TEXTE FOURNI:

"""

On est entré dans une version d’un capitalisme particulièrement prédateur et radical, anticlimat et antisocial. Est-ce que la brutalité lui est aujourd’hui nécessaire pour s’imposer ?
On ne peut pas comprendre l’avènement de l’extrême droite sans faire le lien avec l’état du capitalisme actuel. Celui-ci est toujours plus prédateur et suit de plus en plus des logiques coloniales. Il est aussi très lié aux pulsions masculinistes et virilistes. On est vraiment entré dans une phase d’accélération : il faut continuer à étendre cette logique du capital toujours plus loin, et pour ça, il est nécessaire d’adopter une perspective de plus de plus autoritaire. Ça nous rapproche des années 1930, et de ce que pouvait analyser quelqu’un comme Daniel Guérin dans son ouvrage Le fascisme et le grand capital : à un moment donné, les capitalistes ont besoin de se tourner vers une brutalisation idéologique et politique pour continuer à s’imposer, notamment face à des mouvements de gauche qui les remettent en cause.
Les forces progressistes ont aujourd’hui l’impression de se faire déborder de toute part. A‑t-on connu d’autres moments dans l’histoire de profond repli pour la gauche ?

"""

Étiquettes des points d'objets
"""

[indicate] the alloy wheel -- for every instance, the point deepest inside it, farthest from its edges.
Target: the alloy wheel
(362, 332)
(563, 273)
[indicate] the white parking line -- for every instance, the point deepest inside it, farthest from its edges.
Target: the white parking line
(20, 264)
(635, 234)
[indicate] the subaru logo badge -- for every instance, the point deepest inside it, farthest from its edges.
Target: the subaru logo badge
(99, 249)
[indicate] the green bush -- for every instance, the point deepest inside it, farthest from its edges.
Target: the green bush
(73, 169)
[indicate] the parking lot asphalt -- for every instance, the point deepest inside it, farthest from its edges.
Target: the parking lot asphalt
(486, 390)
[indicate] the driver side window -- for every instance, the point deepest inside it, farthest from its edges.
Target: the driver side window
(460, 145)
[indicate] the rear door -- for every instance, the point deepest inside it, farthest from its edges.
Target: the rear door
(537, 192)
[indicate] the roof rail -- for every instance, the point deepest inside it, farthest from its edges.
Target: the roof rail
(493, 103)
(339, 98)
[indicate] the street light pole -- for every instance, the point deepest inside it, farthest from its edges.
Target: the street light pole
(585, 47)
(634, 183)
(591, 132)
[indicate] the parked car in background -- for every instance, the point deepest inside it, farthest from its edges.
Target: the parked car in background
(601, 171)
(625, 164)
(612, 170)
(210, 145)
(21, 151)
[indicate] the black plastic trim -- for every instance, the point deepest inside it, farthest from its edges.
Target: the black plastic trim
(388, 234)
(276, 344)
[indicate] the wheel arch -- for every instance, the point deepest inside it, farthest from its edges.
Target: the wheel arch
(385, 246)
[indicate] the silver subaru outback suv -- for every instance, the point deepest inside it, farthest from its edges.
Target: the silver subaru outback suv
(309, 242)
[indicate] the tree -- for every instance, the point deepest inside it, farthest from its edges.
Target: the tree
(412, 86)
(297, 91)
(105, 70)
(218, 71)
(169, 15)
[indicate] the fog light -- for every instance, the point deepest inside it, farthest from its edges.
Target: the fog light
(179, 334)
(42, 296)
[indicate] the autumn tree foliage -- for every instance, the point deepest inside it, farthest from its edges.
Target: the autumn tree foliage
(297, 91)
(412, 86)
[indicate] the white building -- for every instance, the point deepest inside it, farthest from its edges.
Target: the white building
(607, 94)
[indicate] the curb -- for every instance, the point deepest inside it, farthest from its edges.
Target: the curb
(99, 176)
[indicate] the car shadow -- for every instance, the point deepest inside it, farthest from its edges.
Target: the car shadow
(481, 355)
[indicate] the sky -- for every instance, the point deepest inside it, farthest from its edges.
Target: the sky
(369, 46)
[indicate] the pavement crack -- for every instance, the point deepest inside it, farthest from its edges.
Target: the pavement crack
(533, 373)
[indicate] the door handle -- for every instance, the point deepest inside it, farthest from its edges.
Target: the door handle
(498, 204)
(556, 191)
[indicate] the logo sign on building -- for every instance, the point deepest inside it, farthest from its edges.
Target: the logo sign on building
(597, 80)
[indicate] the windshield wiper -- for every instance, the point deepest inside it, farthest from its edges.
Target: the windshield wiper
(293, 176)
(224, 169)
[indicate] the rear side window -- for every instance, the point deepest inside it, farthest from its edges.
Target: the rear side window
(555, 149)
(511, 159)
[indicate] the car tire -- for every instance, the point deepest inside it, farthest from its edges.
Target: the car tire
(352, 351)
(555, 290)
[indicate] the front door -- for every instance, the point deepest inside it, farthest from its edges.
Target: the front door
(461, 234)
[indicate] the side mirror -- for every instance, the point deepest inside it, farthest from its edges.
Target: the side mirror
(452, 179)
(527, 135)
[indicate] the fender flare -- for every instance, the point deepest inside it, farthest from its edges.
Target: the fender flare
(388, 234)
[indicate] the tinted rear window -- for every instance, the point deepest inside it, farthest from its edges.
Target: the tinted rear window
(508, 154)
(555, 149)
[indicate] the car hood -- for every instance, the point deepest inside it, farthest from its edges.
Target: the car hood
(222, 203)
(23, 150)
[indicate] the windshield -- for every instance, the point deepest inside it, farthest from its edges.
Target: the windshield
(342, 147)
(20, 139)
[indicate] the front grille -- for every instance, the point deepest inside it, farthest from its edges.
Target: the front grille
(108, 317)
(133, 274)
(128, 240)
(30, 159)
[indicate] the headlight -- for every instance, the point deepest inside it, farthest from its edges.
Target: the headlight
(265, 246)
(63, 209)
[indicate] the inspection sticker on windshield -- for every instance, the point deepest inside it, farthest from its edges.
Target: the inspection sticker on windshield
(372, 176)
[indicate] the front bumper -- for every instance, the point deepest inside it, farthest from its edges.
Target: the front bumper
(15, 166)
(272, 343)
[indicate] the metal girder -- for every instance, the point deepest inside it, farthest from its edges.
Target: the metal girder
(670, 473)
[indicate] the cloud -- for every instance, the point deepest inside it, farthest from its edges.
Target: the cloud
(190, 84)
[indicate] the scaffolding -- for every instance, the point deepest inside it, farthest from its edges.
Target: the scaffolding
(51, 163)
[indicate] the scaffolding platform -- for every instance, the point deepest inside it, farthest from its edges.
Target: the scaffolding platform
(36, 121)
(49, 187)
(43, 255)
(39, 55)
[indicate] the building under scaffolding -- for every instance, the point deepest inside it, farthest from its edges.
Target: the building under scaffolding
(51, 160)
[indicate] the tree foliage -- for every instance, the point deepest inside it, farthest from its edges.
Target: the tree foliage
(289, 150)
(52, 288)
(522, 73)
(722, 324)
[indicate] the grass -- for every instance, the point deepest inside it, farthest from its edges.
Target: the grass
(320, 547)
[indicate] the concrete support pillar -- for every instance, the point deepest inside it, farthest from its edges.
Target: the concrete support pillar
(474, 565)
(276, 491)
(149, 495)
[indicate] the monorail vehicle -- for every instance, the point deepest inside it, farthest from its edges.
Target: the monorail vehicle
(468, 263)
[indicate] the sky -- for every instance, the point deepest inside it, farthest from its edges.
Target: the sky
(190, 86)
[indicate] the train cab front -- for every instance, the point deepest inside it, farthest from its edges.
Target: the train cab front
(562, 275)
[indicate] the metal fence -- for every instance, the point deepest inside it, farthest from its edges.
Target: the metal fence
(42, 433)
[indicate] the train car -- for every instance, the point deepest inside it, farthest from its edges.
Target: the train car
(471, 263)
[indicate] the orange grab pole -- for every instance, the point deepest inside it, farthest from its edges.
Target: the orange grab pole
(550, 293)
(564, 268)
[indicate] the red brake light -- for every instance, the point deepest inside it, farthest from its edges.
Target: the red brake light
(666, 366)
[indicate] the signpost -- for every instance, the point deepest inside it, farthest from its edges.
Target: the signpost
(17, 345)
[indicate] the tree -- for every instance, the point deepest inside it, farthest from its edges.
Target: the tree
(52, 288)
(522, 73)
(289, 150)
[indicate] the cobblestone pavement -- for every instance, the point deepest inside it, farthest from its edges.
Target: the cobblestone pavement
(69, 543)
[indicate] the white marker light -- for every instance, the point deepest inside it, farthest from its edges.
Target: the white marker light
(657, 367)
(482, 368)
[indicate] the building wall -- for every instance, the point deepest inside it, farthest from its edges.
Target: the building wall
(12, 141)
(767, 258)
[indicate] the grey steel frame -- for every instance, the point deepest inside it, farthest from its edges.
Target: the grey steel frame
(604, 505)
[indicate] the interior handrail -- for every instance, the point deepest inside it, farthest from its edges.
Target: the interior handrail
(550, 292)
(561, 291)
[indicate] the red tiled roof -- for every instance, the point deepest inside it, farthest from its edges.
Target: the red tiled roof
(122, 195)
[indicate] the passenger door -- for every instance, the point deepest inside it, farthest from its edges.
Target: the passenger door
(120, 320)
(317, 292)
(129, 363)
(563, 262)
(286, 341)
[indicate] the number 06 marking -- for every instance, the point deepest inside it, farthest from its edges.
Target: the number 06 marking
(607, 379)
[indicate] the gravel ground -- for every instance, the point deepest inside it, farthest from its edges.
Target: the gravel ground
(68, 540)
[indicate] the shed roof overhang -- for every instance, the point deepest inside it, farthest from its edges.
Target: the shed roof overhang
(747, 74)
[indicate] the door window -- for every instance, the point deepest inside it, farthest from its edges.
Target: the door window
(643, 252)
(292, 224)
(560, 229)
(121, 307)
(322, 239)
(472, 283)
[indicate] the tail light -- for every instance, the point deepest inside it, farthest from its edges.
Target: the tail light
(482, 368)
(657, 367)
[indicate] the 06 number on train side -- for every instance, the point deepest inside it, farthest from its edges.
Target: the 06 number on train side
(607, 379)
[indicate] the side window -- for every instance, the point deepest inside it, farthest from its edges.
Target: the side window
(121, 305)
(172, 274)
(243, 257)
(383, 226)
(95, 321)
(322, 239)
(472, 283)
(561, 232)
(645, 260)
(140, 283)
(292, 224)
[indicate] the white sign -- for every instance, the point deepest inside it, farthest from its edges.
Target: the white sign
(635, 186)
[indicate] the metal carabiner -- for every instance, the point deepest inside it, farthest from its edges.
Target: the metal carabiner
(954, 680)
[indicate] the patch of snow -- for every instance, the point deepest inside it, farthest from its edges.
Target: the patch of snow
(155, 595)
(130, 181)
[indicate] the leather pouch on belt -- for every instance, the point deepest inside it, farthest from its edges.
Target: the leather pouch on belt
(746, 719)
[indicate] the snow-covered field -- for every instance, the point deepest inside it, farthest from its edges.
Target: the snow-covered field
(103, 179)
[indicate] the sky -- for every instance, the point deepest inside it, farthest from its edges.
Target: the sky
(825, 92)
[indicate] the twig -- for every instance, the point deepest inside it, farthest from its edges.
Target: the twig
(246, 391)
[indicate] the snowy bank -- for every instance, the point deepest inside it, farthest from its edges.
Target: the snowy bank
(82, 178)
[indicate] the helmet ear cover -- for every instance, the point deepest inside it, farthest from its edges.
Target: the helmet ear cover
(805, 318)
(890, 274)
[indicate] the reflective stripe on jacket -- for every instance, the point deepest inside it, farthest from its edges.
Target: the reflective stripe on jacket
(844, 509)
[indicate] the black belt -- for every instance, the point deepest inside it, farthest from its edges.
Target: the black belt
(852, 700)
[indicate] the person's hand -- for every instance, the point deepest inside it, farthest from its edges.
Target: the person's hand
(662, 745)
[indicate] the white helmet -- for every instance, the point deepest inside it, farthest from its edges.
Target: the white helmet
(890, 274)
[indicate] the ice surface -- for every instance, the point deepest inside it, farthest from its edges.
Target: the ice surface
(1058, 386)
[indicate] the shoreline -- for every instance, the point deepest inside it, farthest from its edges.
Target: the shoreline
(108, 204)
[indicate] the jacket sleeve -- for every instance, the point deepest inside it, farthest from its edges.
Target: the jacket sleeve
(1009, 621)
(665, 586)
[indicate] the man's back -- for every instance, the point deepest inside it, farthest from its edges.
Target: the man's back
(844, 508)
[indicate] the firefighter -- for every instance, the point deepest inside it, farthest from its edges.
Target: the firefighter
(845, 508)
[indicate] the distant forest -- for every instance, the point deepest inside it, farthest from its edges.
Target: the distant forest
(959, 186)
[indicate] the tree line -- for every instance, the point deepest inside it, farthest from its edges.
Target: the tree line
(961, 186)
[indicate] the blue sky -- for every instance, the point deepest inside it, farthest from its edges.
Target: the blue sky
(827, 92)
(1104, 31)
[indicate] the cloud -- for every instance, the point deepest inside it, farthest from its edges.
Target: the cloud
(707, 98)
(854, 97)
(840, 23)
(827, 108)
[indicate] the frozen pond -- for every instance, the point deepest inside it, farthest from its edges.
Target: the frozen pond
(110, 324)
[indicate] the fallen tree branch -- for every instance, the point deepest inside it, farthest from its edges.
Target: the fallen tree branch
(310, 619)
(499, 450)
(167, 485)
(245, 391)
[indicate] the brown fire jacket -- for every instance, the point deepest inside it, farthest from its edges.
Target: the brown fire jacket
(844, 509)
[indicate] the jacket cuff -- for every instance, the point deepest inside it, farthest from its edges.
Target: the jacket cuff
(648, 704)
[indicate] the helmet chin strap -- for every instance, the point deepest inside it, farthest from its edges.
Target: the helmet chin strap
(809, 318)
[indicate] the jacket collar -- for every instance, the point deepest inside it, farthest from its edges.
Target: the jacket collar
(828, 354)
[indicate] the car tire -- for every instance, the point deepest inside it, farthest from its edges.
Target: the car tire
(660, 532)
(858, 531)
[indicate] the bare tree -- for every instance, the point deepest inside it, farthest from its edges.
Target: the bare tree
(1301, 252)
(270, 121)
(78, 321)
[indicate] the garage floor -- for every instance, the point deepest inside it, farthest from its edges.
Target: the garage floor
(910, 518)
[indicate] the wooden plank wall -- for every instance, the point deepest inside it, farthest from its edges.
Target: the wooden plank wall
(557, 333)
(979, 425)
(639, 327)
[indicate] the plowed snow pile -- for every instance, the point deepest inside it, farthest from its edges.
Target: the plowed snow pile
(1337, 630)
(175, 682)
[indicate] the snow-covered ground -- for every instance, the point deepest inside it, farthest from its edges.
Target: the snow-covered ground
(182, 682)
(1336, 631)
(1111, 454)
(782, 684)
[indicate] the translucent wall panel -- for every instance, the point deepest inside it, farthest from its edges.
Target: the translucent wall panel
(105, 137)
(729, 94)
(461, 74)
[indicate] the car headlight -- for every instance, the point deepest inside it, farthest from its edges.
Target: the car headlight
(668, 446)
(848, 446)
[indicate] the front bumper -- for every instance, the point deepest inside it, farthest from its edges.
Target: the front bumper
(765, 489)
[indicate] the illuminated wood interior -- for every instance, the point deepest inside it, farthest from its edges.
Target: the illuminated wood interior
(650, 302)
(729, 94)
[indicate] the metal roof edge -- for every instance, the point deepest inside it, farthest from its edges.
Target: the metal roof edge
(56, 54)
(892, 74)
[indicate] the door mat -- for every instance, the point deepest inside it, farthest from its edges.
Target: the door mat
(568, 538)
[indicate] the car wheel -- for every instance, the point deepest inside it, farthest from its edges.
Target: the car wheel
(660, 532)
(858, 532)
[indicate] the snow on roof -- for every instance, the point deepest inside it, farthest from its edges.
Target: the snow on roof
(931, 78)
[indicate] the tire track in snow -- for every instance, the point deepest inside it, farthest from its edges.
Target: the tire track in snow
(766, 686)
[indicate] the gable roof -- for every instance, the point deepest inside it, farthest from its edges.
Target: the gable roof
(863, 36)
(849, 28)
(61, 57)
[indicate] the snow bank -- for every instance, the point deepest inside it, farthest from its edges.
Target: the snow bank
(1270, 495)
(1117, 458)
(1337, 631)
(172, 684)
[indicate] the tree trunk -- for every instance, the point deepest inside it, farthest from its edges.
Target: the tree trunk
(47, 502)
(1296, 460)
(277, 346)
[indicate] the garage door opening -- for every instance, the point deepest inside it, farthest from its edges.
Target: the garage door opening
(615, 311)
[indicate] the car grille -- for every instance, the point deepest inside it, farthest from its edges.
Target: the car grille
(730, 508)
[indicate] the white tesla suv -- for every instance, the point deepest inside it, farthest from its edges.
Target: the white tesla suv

"""

TRAVAIL À FAIRE:
#1 Recopiez le passage du texte sur le capitalisme prédateur qui commence à "On est entré" et se termine à "pour s’imposer ?".
#2 Répondez à ces questions sur le texte consacré au capitalisme prédateur :
(a) Quel ouvrage de Daniel Guérin y est cité ?
(b) De quelles années la phase actuelle nous rapproche-t-elle ?
(c) Quelle impression ont aujourd'hui les forces progressistes ?
#3 Prolongez le texte sur le capitalisme prédateur et l'extrême droite à partir de sa dernière phrase.
Les lignes forment un matériau à part, distinct du texte.

RÉPONSES PAR CONSIGNE:
#1
On est entré dans une version d’un capitalisme particulièrement prédateur et radical, anticlimat et antisocial. Est-ce que la brutalité lui est aujourd’hui nécessaire pour s’imposer ?

#2
(a) Le fascisme et le grand capital.
(b) Des années 1930.
(c) L'impression de se faire déborder de toute part.

#3
Les années 1930 me paraissent la période la plus susceptible de comparaison avec la situation actuelle. On constate dans les deux cas qu’une partie de la droite montre des porosités très grandes avec l’extrême droite. On se rappelle la formule des élites économiques des années 30 : « Plutôt Hitler que le Front populaire ». Or, aujourd’hui, en France, beaucoup est fait, y compris les pires alliances, pour éviter un gouvernement de gauche. Il y a une haine profonde de tout ce qui ressemble à la gauche, de tout ce qui renvoie à la justice, à l’émancipation, à l’égalité. Il faut en quelque sorte tuer socialement et politiquement la gauche en essayant de la disqualifier, de la dénigrer.
Alors évidemment, on n’observe pas nécessairement les formes des milices paramilitaires et des marches au pas (quoiqu’on l’observe tout de même lors de rassemblements néofascistes en Italie) : comme l’avait prédit Orwell, le fascisme n’est pas revenu en chemise brune, mais plutôt en costume-cravate.
Il ne faudrait cependant pas voir dans cette comparaison un fatalisme, un mouvement inéluctable auquel rien ne pourrait s’opposer. Au contraire, faire de l’histoire et se plonger dans les archives des années 1930, de ses résistances et des analyses que la gauche en faisait, permet de se former et de s’armer pour une résistance véritable contre la fascisation actuelle.
Comment cette brutalité capitaliste redéfinit-elle la manière de se défendre, et passer à l’offensive ?
Dans les années 1980 – 90 et même début 2000, on n’osait plus trop se réclamer de l’anticapitalisme, comme si c’était un gros mot, parce qu’il y avait une sorte de banalisation de la logique du capital, comme si c’était une évidence. Ce n’est plus le cas aujourd’hui.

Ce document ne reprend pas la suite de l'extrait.